#### Exercise description
Offset every coordinate value in the answers by adding 107, and reproduce each line, requests included, starting with the line containing "In the photo above, where" and continuing through the end of the rows.

#### Source records
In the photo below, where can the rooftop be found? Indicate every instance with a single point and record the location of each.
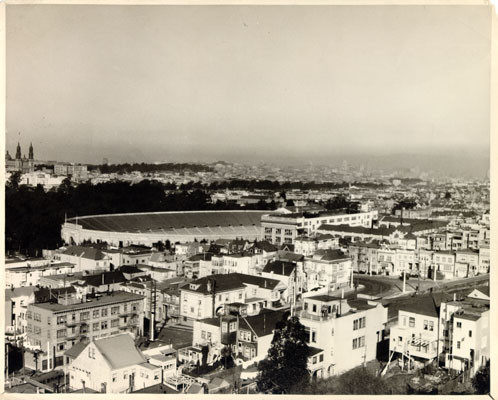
(106, 299)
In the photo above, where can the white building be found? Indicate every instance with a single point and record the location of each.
(344, 333)
(113, 365)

#### Exercise solution
In the photo above, where can the white building be found? Indicate every instance with a single point and record the location of each.
(451, 440)
(220, 472)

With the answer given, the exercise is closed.